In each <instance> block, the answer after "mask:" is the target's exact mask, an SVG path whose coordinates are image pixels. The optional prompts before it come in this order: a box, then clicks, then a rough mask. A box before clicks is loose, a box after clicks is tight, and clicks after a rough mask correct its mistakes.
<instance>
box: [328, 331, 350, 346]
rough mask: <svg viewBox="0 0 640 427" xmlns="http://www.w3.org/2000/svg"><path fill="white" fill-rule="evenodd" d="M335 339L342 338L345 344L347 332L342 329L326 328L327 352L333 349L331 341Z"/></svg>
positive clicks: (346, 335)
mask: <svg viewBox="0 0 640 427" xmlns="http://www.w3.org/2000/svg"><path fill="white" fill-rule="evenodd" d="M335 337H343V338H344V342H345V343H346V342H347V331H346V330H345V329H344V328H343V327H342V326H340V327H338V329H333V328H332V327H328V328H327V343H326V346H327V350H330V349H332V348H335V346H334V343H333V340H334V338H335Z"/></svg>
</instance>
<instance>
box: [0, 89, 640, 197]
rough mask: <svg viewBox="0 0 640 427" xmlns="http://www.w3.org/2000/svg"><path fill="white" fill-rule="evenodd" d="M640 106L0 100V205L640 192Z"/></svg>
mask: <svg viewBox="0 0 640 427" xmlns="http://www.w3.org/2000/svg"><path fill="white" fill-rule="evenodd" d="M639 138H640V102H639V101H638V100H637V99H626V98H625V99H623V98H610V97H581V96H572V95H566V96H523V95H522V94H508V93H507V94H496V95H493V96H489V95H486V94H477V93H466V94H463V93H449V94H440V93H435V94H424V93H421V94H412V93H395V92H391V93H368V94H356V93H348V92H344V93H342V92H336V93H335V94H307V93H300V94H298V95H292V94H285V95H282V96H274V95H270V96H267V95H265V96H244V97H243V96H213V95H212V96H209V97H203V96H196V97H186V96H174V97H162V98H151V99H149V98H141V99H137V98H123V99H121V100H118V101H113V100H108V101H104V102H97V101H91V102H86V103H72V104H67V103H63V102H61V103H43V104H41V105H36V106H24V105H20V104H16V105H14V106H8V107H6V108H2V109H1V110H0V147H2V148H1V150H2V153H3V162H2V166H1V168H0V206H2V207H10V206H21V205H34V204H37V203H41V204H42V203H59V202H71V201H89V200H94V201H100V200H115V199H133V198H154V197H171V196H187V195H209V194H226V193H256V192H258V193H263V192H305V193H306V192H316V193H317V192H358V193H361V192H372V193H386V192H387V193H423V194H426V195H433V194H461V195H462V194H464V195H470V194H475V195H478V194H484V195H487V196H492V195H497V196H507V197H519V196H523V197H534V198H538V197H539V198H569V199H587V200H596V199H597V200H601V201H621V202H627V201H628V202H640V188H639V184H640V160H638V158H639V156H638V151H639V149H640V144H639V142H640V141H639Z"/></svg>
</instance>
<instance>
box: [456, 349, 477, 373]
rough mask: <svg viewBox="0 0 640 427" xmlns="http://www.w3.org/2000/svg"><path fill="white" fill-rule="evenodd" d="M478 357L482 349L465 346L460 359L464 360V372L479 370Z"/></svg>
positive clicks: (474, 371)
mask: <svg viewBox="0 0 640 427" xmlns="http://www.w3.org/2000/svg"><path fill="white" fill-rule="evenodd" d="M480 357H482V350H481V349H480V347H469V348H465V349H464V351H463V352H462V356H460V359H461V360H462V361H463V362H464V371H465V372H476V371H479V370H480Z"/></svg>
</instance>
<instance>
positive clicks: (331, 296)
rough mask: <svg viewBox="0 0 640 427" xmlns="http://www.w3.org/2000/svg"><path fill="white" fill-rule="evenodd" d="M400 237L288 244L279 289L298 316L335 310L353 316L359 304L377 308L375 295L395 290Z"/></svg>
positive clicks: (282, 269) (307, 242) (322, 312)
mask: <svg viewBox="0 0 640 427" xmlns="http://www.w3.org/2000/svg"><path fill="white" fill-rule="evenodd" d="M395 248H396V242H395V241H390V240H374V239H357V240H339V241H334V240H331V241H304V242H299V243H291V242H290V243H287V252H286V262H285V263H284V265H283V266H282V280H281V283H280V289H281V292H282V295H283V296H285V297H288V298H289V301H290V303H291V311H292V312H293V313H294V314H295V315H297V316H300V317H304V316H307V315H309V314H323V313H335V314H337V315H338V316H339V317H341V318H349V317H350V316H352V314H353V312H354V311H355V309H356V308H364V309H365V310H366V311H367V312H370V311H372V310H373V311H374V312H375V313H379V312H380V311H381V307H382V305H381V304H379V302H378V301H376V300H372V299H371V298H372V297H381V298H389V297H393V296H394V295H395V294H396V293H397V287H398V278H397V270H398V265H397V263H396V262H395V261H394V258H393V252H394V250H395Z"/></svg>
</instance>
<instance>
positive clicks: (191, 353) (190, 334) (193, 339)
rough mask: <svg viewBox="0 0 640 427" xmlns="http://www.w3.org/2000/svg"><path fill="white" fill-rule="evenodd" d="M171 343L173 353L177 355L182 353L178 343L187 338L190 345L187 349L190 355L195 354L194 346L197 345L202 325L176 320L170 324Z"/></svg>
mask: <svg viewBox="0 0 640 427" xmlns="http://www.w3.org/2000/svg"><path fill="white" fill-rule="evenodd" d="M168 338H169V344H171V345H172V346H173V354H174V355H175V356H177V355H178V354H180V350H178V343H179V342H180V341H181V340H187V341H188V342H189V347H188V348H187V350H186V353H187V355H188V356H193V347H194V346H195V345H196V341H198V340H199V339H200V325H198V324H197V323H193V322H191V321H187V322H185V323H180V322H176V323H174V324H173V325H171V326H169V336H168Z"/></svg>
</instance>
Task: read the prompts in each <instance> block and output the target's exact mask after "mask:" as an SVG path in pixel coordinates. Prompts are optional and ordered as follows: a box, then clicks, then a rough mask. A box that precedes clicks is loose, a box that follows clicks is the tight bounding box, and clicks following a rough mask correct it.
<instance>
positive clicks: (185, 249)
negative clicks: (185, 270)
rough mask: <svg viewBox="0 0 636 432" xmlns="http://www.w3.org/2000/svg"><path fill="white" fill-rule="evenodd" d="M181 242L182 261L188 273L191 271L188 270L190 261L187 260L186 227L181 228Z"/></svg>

- _Prompt_: Retype the records above, but only those lines that fall between the line containing "positive clicks: (346, 335)" and the line containing "box: [0, 89, 640, 197]", with both of those lines included, exactly as written.

- _Task result_:
positive clicks: (346, 335)
mask: <svg viewBox="0 0 640 427" xmlns="http://www.w3.org/2000/svg"><path fill="white" fill-rule="evenodd" d="M335 337H343V338H344V342H345V343H346V342H347V331H346V330H345V329H344V328H343V327H342V326H340V327H338V329H333V328H332V327H328V328H327V343H326V346H327V350H330V349H332V348H335V346H334V343H333V340H334V338H335Z"/></svg>
</instance>
<instance>
box: [0, 89, 640, 197]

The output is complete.